## start Recorded data

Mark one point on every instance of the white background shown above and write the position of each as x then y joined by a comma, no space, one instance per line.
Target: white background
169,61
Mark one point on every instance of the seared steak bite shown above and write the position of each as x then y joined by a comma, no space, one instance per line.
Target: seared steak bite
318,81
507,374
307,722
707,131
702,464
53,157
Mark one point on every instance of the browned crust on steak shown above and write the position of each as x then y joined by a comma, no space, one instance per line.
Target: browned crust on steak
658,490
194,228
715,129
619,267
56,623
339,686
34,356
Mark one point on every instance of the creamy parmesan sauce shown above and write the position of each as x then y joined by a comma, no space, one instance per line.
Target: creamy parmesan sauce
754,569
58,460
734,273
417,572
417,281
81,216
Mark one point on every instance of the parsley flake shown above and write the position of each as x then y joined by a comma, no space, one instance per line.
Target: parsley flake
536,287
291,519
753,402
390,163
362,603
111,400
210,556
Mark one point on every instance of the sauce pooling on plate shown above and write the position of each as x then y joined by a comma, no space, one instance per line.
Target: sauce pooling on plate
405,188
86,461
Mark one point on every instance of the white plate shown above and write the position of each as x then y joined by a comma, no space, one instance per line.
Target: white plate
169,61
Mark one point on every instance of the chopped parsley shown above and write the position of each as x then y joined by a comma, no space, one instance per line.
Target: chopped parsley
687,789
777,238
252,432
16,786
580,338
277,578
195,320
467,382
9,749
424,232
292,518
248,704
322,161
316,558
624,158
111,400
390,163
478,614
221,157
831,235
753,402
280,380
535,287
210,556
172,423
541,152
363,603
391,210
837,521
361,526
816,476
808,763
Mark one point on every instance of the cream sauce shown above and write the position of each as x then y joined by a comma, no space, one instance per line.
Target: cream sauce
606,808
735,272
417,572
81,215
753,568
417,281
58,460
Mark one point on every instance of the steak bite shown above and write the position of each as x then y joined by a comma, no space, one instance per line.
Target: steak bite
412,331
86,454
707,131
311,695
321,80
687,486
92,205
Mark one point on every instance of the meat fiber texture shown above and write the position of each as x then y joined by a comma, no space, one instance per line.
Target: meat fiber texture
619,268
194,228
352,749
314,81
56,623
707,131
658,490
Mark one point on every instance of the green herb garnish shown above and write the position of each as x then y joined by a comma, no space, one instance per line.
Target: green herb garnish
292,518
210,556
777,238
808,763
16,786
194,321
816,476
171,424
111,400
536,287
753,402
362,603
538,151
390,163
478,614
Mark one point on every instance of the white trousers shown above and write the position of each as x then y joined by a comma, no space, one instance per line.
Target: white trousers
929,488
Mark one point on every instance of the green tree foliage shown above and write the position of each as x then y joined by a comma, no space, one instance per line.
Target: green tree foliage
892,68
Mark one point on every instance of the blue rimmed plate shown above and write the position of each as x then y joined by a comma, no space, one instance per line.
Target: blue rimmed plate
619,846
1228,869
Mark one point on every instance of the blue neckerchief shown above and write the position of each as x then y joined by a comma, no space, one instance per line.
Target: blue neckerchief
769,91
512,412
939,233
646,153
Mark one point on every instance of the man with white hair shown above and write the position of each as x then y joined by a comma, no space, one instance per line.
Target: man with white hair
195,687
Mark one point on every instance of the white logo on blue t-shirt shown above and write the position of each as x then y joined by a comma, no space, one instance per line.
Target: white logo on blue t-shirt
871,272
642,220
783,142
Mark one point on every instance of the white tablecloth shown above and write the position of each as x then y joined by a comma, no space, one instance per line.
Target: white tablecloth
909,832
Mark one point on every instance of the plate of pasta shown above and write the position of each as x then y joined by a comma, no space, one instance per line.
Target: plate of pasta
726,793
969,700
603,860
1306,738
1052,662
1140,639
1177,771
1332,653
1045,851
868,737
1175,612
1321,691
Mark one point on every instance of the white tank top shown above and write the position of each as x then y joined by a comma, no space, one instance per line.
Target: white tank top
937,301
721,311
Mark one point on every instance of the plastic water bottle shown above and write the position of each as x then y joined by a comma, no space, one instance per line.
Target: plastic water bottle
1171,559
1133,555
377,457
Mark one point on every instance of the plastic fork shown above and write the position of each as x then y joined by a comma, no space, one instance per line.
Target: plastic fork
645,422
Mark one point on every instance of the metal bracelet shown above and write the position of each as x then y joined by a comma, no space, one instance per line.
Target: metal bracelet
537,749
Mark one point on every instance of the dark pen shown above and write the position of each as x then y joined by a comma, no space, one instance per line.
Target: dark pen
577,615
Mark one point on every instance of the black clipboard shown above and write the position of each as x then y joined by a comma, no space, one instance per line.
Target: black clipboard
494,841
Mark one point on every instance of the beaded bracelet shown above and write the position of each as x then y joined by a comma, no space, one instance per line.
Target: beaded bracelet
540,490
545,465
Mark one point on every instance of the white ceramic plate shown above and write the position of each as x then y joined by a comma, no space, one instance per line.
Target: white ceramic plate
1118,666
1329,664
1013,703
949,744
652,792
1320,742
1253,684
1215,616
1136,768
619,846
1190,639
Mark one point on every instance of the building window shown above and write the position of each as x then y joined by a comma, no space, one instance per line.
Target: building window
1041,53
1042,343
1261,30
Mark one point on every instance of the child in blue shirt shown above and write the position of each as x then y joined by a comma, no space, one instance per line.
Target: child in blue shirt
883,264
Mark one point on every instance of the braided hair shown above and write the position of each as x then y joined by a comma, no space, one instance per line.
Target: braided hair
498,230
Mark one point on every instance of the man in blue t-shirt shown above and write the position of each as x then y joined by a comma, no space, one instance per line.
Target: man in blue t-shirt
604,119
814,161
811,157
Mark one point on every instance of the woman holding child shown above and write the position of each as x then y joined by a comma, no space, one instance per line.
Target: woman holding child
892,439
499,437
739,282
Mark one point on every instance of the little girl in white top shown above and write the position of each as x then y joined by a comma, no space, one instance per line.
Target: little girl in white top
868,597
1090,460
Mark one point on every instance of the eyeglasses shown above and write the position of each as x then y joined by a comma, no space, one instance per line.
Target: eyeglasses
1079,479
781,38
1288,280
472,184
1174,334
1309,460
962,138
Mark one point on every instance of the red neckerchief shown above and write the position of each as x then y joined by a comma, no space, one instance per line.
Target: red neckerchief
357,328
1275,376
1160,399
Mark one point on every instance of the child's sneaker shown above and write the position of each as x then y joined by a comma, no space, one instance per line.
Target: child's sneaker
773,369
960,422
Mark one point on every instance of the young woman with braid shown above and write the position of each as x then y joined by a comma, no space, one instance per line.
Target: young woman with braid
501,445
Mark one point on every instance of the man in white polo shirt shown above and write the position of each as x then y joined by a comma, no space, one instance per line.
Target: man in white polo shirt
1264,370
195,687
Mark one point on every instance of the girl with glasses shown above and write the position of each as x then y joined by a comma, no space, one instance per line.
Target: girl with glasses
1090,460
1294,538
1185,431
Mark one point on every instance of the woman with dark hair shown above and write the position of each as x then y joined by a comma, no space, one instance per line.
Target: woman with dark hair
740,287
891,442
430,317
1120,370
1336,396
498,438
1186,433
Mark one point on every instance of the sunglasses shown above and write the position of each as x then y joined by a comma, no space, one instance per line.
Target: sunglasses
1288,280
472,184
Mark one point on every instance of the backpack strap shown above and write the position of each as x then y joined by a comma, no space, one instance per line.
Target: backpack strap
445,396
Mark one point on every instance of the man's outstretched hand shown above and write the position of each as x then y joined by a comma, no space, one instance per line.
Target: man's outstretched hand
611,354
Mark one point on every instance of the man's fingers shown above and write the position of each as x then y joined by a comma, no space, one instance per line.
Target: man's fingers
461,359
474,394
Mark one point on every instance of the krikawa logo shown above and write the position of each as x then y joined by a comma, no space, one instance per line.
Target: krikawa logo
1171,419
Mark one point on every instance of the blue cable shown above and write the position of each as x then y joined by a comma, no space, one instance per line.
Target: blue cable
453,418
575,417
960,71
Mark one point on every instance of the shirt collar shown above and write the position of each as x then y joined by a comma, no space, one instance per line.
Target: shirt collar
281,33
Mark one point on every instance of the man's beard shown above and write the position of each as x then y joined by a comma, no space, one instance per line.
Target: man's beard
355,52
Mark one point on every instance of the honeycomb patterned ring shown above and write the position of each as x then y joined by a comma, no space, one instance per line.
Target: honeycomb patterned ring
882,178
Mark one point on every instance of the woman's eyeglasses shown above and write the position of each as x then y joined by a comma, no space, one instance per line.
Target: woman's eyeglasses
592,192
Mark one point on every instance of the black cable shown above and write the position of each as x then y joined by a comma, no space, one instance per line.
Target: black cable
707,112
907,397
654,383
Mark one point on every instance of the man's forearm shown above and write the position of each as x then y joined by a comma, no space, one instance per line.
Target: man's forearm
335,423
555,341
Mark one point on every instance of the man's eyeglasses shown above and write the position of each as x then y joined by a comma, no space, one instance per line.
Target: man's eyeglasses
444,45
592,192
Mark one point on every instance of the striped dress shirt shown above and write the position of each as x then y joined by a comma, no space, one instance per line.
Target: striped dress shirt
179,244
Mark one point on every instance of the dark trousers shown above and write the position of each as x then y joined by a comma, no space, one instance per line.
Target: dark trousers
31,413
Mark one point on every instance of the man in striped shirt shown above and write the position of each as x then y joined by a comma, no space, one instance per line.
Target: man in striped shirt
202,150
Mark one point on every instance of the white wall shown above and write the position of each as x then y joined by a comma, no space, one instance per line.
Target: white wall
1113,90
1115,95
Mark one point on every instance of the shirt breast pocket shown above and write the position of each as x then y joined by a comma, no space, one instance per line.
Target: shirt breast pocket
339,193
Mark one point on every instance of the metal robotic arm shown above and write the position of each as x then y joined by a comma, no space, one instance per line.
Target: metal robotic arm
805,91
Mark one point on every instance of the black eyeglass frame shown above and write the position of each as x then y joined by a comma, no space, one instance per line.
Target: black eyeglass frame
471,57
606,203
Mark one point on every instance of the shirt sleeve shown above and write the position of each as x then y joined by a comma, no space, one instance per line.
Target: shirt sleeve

## end Recorded data

- _Your instructions_
Repeat exactly the lines above from the line that contains "Mark one point on every instance of the shirt breast" through the end. Include both of these ends; leave out everything else.

- _Exercise output_
Mark one point on every instance of the shirt breast pocket shown above and write the position of each as x then y joined by a comma, no space, one instance per line.
Target: shirt breast pocket
339,193
Mark one point on every instance of the metal robotic arm shown above and write the position of each as x then y joined by a comma, no space, one instance per line.
Target: metal robotic arm
805,91
Mark one point on every instance of the black eyeglass frame shown above and write the position of each as x then y joined by a comma, no space, one instance per line.
Target: black eyeglass frame
471,57
606,203
Mark one point on every instance of the shirt sleeve shown above and write the position of each as x then y joined by a comma, no space, one instance per line.
Target: shirt sleeve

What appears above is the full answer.